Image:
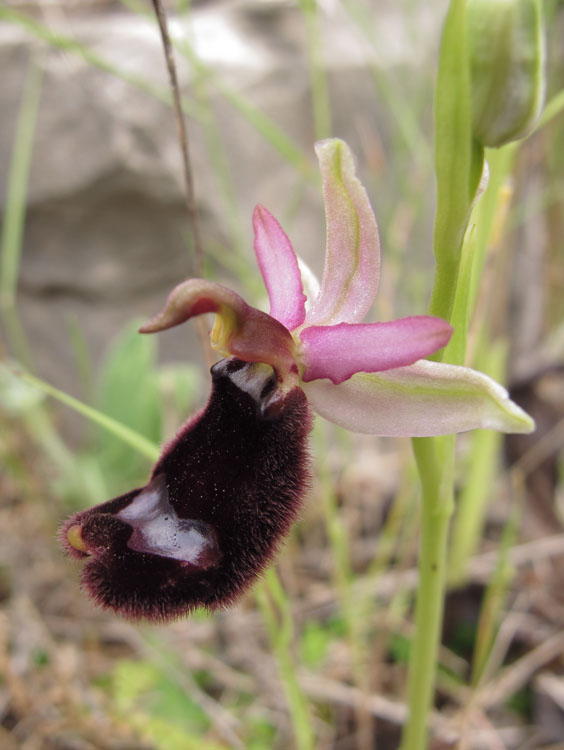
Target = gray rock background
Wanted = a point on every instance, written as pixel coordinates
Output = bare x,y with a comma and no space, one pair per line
106,229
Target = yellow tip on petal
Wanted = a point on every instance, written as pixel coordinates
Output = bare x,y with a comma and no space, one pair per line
74,537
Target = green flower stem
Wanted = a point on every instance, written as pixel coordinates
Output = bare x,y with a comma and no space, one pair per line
277,616
458,166
435,462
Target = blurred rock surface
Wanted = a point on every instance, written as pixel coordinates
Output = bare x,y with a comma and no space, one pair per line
106,230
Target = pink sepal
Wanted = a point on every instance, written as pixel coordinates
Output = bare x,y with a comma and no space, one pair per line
279,268
424,399
338,352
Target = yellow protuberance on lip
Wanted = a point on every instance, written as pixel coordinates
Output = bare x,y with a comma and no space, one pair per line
74,537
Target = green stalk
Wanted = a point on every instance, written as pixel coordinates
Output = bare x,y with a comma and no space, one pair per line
273,601
435,462
126,434
14,215
458,164
319,87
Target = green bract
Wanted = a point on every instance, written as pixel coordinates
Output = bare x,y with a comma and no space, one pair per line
506,49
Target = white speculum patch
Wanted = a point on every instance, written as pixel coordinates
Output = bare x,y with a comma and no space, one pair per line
157,530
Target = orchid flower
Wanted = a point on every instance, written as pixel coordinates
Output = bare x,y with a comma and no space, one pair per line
227,488
367,377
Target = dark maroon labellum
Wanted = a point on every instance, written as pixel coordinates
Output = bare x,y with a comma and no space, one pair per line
220,499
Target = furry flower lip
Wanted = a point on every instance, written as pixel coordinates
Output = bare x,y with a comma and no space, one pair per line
367,377
219,501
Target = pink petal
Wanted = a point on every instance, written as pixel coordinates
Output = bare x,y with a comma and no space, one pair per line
245,332
337,352
426,398
352,260
279,268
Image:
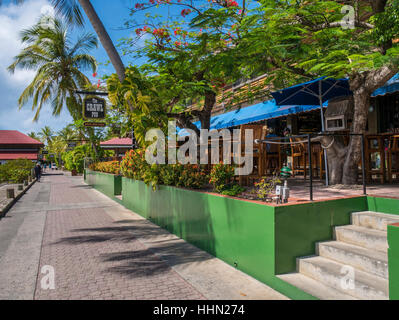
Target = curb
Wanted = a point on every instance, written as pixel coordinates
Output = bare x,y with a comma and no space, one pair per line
9,206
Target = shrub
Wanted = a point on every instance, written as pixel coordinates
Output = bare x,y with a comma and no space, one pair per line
192,176
265,187
112,167
233,190
16,171
74,160
221,178
134,165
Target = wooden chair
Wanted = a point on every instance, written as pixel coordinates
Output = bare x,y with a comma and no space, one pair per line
272,159
374,145
259,133
393,158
***
### Task to complete
Without including any pictures, output all the entries above exactly.

### Exercise solution
Image:
Target = gray rock background
Wanted = a point on every instance, written as pixel coordinates
Output = bare x,y with a comma and no space, one pair per line
106,229
Target = yellow tip on petal
Wanted = a point on every instance, written as pixel coordinates
Output = bare x,y with a comma and no space, one pair per line
74,537
Target = green flower stem
Wanted = a point on every instance, written as pixel coordinates
Output = bare x,y with a comma and no space, one pair per line
277,616
458,166
435,462
Target = blurred rock surface
Wanted = a point on every instance, written as pixel coordinates
Output = bare x,y with a comma and no space, one pair per line
106,230
Target = pink sepal
Wanted = a point on every instance, written as pixel coordinates
Output = bare x,y with a comma and no space, one pair per line
279,268
424,399
338,352
Target = yellow protuberance on lip
Wanted = a point on every instance, written as pixel coordinates
Output = bare x,y with a comma and no space, one pair per line
74,537
Target = green stalk
Wanted = a point on every instance, written as pixel coordinates
Output = bare x,y with a comma and no space, one pair per line
273,601
435,462
126,434
14,215
458,164
319,87
Target = green bract
Wanted = a point on every instance, written as pixel coordinates
Output = bare x,y with a comma and no space, one pair per line
506,49
Target = white speculum patch
Wanted = a point on every instance, written as pixel coordinates
Output = bare x,y with a comma and no space, one pair per line
157,530
Target = orchid flower
Wanted = a point on every instance, written as pixel coordinates
Output = bare x,y with a comma and no space, one pair per line
227,488
367,377
Target = dark maroon labellum
Wanted = a point on every instance, written as pixel coordinates
Output = bare x,y with a comma and no space, one pair per line
220,499
Target = furry flower lip
Wanted = a point on every instance, written as pixel coordinates
Output = bare x,y with a comma and no space, one pair per line
367,377
219,501
Target = pink petal
Wanted = a point on every instance, written as pixel coordinates
Output = bare x,y with a comma and no space, one pair per line
245,332
337,352
426,398
352,260
279,268
Image:
Target = curb
Wanted = a point on every instance, written as pixel coordinates
Output = bare x,y with a comma and no space, one pair per line
9,206
Target = shrub
Wanted = a point on every instance, written as pixel coordinates
Output = bare x,y with a comma and no space, one pair per line
192,176
265,187
112,167
233,190
16,171
74,160
221,178
134,165
Target = wooden chair
Wanted = a point on every instance, written as pixel coordinates
Output = bare x,y with a comma and no space, one pair per line
272,159
374,145
259,133
393,158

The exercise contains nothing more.